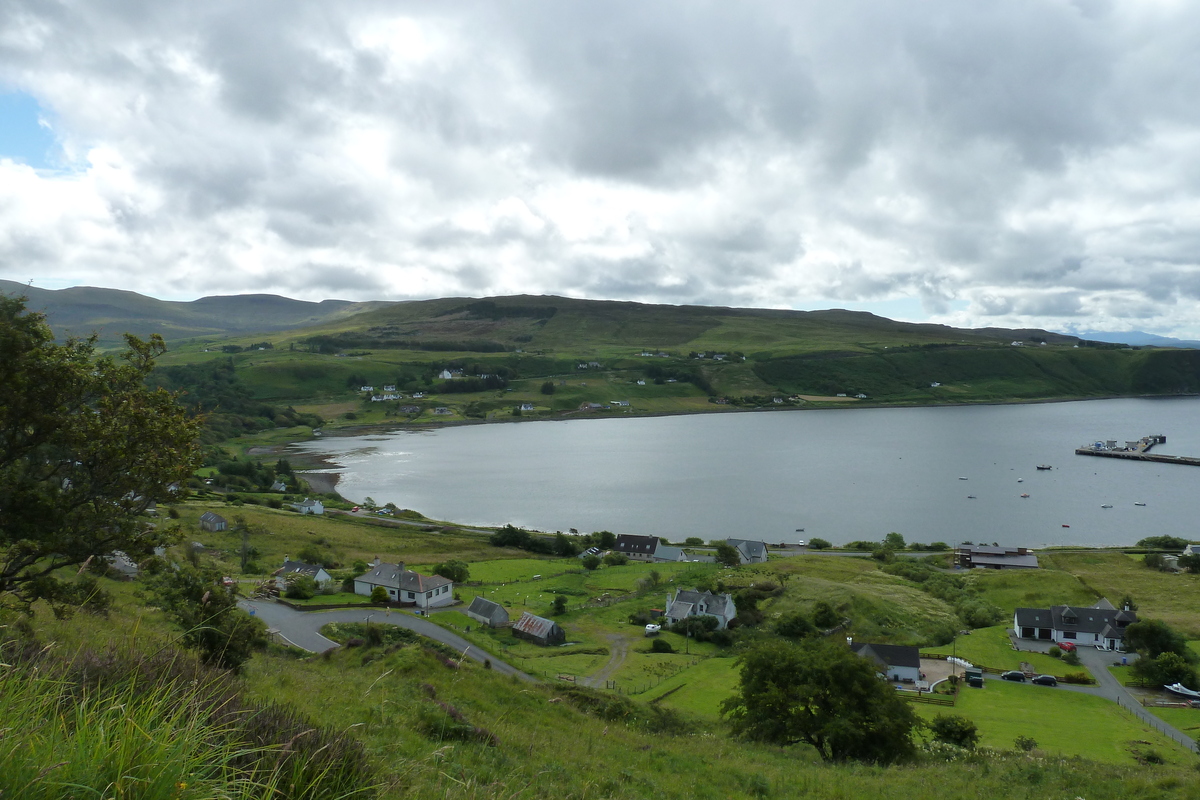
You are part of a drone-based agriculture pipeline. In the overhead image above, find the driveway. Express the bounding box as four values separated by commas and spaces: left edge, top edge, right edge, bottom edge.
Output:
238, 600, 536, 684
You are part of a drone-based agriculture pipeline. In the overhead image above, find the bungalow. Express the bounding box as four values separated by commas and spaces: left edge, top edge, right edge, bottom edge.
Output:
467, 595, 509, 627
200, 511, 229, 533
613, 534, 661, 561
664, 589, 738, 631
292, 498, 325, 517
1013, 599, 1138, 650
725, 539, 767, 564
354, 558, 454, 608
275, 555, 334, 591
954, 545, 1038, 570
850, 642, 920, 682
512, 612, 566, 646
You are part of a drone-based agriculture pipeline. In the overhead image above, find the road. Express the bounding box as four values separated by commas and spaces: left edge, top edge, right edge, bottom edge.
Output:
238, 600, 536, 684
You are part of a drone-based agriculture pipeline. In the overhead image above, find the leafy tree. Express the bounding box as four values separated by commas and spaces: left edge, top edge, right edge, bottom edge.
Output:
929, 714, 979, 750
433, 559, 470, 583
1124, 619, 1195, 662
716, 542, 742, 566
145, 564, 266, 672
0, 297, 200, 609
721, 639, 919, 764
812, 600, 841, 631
• • • •
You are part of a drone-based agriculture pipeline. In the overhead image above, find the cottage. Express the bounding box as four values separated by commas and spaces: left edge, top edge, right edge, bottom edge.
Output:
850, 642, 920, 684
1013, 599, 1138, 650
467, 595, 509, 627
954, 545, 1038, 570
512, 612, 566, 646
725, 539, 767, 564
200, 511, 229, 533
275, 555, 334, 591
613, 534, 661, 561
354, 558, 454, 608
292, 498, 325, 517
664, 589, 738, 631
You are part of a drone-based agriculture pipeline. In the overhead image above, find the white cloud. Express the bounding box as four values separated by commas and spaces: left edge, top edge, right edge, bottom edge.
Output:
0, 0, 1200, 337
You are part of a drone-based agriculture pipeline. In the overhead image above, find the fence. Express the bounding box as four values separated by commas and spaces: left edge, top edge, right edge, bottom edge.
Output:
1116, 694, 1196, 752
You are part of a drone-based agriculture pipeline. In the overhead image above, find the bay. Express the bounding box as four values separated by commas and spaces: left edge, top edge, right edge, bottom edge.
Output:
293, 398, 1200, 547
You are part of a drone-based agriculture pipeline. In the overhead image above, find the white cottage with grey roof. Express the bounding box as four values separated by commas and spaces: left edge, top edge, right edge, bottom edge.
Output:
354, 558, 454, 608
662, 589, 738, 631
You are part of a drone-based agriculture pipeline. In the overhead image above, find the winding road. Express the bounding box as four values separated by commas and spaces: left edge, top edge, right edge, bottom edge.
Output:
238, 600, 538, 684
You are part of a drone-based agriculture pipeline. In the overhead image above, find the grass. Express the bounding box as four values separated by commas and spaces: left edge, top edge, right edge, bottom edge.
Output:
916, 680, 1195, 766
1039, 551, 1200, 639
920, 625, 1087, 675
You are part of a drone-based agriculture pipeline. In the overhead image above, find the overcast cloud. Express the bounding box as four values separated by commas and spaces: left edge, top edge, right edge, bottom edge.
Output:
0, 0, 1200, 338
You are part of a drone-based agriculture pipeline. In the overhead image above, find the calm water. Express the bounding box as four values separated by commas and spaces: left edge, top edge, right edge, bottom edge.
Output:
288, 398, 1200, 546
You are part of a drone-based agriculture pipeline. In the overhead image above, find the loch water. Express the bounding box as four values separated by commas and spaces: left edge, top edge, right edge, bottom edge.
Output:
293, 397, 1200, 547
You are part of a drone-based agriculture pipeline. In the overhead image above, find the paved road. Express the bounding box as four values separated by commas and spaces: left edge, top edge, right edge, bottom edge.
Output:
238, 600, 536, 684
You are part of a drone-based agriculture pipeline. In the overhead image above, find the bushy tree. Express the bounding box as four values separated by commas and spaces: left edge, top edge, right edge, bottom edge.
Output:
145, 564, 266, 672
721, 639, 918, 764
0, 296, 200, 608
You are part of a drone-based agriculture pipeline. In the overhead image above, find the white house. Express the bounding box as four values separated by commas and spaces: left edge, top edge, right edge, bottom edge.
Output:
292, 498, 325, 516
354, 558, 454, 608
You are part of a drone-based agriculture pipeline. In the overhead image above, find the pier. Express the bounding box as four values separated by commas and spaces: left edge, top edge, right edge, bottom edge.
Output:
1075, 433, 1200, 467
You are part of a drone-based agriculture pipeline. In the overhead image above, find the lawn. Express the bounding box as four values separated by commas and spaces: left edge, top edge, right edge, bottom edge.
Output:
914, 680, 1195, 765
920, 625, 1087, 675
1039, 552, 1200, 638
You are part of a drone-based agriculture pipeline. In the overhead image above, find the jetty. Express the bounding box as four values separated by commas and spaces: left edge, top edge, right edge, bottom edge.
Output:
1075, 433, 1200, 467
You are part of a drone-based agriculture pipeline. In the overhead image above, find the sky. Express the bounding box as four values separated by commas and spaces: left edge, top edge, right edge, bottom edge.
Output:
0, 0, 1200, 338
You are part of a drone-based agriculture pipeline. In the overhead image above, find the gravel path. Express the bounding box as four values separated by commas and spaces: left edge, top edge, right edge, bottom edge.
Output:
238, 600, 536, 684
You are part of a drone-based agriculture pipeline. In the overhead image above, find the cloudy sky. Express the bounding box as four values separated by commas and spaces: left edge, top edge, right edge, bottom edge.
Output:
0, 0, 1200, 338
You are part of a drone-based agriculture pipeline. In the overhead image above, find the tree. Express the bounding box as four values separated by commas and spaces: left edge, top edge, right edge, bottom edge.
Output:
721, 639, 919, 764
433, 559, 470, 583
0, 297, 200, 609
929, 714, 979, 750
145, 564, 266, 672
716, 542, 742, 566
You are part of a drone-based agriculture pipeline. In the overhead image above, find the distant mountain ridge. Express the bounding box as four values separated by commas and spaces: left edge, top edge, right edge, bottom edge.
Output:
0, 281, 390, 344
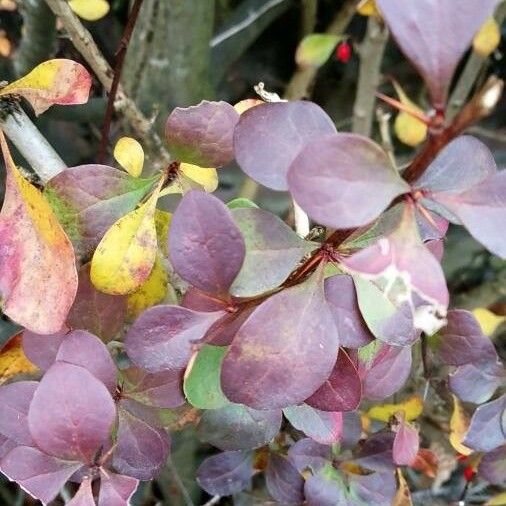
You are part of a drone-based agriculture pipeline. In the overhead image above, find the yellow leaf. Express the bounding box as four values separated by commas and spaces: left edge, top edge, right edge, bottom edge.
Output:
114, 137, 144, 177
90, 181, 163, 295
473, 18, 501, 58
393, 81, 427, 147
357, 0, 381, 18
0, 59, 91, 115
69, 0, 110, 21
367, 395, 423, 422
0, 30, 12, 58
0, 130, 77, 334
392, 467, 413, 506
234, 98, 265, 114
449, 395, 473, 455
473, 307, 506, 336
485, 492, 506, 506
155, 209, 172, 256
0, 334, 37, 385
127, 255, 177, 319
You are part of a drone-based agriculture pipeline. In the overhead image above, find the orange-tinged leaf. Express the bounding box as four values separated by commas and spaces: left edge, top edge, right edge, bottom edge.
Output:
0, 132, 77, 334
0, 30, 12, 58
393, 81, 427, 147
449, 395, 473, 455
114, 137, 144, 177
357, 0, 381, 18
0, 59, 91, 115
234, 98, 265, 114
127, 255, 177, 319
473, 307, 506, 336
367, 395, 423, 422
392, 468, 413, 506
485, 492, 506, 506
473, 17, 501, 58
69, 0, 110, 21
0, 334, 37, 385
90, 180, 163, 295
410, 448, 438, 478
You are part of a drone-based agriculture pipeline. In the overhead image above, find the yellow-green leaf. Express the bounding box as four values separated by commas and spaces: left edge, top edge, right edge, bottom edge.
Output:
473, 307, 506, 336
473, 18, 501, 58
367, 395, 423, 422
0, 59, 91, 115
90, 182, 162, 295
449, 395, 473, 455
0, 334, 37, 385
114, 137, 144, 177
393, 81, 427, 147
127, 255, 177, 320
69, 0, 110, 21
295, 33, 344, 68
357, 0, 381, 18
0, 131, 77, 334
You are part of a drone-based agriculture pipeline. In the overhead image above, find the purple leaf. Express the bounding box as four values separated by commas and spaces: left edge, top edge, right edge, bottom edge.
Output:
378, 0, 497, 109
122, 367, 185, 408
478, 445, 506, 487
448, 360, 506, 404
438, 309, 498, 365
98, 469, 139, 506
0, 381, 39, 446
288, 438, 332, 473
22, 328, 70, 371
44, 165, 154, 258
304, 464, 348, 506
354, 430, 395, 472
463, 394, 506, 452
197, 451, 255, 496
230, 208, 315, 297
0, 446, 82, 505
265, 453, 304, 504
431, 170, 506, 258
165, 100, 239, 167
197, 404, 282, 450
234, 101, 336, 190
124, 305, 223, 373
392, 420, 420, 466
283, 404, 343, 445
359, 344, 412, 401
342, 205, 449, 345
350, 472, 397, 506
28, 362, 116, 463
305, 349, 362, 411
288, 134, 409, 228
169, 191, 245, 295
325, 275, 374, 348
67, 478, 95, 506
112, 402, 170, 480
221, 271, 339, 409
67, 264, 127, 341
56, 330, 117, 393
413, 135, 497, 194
• • • •
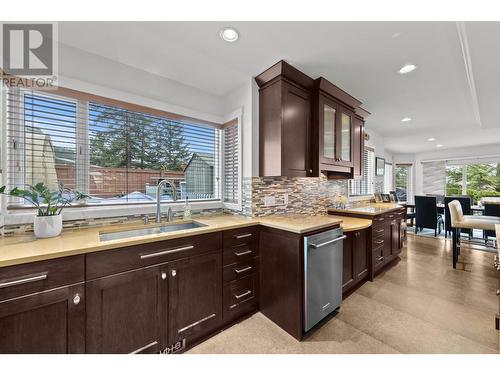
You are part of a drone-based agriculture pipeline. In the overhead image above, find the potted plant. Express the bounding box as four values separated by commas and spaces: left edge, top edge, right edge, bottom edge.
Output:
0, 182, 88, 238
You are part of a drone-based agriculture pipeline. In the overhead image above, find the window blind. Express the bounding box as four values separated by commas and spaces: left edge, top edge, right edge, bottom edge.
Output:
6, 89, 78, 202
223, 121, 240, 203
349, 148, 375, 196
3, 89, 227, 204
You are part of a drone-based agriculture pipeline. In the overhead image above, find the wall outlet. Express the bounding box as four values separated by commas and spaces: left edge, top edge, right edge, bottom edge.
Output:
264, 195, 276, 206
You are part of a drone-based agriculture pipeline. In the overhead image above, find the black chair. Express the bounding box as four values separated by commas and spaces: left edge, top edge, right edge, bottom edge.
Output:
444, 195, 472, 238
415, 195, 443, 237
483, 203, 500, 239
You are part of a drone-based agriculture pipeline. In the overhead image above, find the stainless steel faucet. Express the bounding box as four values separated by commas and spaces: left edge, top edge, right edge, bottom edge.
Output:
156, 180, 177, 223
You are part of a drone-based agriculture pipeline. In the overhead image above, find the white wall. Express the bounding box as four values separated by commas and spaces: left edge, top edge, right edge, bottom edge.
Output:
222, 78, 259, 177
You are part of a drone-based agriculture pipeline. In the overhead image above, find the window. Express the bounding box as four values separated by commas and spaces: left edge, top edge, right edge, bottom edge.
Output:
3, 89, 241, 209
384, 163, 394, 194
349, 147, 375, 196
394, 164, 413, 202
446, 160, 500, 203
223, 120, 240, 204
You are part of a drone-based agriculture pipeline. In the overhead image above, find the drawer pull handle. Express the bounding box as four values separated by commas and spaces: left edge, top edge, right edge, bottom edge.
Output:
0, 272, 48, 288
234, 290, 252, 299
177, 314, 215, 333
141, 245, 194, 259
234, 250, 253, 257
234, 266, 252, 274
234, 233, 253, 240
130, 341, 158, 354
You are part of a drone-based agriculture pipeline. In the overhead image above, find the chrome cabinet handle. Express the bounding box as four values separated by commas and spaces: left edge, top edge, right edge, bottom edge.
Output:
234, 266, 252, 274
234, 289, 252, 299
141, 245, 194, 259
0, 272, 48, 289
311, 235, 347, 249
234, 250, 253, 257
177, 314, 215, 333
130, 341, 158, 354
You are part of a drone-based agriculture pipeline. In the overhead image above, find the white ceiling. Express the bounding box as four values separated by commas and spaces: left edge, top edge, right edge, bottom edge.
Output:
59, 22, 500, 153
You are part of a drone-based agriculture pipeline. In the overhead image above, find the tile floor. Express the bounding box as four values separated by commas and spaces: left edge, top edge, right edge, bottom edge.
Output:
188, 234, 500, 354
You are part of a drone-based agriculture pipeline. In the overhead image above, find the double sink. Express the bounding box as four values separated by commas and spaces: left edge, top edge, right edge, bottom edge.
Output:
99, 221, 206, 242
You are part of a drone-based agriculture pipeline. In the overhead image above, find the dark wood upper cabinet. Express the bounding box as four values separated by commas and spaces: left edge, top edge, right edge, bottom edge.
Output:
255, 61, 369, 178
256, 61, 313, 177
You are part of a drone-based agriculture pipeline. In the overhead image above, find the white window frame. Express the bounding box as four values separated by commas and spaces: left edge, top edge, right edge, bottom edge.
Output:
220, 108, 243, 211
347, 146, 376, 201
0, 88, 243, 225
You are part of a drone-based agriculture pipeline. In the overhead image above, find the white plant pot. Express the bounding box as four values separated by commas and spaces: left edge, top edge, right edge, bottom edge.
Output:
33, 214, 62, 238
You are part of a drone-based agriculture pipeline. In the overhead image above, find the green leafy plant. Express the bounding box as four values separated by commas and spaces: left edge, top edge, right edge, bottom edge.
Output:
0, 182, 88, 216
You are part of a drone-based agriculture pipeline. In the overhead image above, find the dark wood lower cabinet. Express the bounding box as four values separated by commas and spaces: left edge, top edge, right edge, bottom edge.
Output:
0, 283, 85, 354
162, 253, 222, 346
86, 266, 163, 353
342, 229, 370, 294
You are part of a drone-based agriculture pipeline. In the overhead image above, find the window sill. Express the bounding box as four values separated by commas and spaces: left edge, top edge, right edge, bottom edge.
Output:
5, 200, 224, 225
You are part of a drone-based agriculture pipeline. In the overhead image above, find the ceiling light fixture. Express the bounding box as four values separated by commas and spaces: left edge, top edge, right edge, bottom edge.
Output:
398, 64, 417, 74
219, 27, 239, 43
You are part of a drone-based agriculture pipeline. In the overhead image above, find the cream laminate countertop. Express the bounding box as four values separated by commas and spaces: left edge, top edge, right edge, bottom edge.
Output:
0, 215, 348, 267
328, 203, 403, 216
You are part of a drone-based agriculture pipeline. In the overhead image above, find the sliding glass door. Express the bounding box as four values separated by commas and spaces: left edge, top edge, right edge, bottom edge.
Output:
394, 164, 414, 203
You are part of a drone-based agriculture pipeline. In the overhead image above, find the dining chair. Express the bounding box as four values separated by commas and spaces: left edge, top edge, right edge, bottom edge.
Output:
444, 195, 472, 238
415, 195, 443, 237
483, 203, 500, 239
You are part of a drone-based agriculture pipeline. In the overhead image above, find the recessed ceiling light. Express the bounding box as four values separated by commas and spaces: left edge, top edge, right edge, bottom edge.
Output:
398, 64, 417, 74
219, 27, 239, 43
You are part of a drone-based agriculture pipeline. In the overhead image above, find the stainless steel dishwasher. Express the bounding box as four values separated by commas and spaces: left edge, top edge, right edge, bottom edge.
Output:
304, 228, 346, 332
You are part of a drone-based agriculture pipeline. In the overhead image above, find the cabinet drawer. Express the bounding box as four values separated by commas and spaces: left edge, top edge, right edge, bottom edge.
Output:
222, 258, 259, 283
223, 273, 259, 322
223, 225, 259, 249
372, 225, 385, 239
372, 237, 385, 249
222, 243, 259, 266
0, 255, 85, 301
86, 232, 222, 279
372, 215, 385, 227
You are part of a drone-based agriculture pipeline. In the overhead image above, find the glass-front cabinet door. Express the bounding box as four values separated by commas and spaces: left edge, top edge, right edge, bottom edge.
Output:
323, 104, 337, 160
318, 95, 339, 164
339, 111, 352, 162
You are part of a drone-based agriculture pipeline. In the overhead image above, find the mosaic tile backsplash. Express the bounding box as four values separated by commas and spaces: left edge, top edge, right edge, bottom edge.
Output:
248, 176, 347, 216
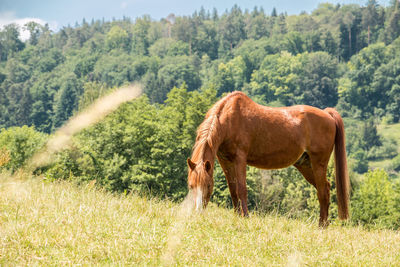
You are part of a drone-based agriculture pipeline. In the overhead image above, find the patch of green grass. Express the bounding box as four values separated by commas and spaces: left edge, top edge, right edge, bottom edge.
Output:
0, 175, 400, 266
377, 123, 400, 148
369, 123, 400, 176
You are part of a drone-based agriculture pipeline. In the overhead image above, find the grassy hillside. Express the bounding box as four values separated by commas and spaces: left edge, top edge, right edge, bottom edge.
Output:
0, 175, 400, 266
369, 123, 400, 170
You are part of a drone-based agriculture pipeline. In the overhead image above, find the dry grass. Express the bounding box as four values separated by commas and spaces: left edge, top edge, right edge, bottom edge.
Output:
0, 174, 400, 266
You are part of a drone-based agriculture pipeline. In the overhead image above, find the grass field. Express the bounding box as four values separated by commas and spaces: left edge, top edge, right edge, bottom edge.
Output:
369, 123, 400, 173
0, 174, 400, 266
• • • •
Rewrite the data as a Markdown table, beginning at the line that contains "find the recessed" and continuing through the line that contains "339, 111, 352, 162". Use a Row column that numbers each line and a Text column that holds it, and leave out any blank lines.

| Row | Text |
|---|---|
| 1 | You are part of a drone-based agriculture pipeline. In the overhead image above, find the recessed ceiling light. Express the bounding box as four values separated by commas and spaces: left edge, top edge, right edge, bottom edge. |
| 2 | Output: |
| 3 | 398, 64, 417, 74 |
| 4 | 219, 27, 239, 43 |
| 5 | You are part of a drone-based agriculture pipeline. In the overhead image above, find the stainless steel dishwasher. Express the bounding box as four values separated by commas and spaces: left edge, top edge, right edge, bottom edge. |
| 6 | Output: |
| 7 | 304, 228, 346, 332 |
| 8 | You are part of a drone-based agriculture pipeline. In the overhead image above, find the cabinet drawer. Express the bounding box as four values separated by commas and spaces: left edge, top edge, right edge, bottom edge. |
| 9 | Output: |
| 10 | 222, 258, 259, 283 |
| 11 | 223, 273, 259, 322 |
| 12 | 223, 225, 259, 249 |
| 13 | 372, 225, 385, 239 |
| 14 | 372, 237, 385, 249 |
| 15 | 222, 243, 259, 266 |
| 16 | 0, 255, 85, 301 |
| 17 | 86, 232, 222, 279 |
| 18 | 372, 215, 385, 227 |
| 19 | You are part of a drone-based agriculture pipeline. In the overhead image above, find the glass-front cabinet door. Express the bounding box as four values separated by commas and spaces: left edge, top edge, right edge, bottom edge. |
| 20 | Output: |
| 21 | 323, 104, 337, 160 |
| 22 | 318, 95, 339, 164 |
| 23 | 339, 111, 352, 162 |